_КАК ВЫПОЛНИТЬ_: Перепечатайте целиком отрывок о выходе кораблей на рейд, ничего в нем не меняя.

_ОТРЫВОК_:

----

1821 г.Мы вышли на рейд 11 июля. Количество грузов на борту наших кораблей было таким, что мы не могли сделать поворот, пока поднимали якорь. Однако время года было благоприятным для отплытия, и мы надеялись достичь Мадейры, не испытав плохой погоды. Мсье Д’Эктор приказал нам встать на рейд на причальных якорях, чтобы нам нужно было лишь вытравить канаты, как только ветер позволит выйти в море.
12 июля наши команды прошли врачебный осмотр. В тот же день на оба корабля погрузили астрономические часы, с которыми во время стоянки в порту мы должны будем сверять ход морских хронометров. Последние находились под наблюдением офицеров и ученых на борту уже две недели. Мсье Дажеле, Монж и остальные ученые и художники приехали в Брест раньше меня. И еще прежде прибытия двух наших астрономов мсье де Лангль и Д’Эскюр наблюдали за ходом хронометров. К сожалению, астрономические часы, с показаниями которых сравнивались показания наших хронометров, оказались настолько неточными, что всю работу пришлось переделывать.

----

_ИСХОДНЫЕ ДАННЫЕ_:
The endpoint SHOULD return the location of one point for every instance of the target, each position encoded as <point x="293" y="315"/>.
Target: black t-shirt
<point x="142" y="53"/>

----

_ВАШ ОТВЕТ_:
1821 г.Мы вышли на рейд 11 июля. Количество грузов на борту наших кораблей было таким, что мы не могли сделать поворот, пока поднимали якорь. Однако время года было благоприятным для отплытия, и мы надеялись достичь Мадейры, не испытав плохой погоды. Мсье Д’Эктор приказал нам встать на рейд на причальных якорях, чтобы нам нужно было лишь вытравить канаты, как только ветер позволит выйти в море.
12 июля наши команды прошли врачебный осмотр. В тот же день на оба корабля погрузили астрономические часы, с которыми во время стоянки в порту мы должны будем сверять ход морских хронометров. Последние находились под наблюдением офицеров и ученых на борту уже две недели. Мсье Дажеле, Монж и остальные ученые и художники приехали в Брест раньше меня. И еще прежде прибытия двух наших астрономов мсье де Лангль и Д’Эскюр наблюдали за ходом хронометров. К сожалению, астрономические часы, с показаниями которых сравнивались показания наших хронометров, оказались настолько неточными, что всю работу пришлось переделывать.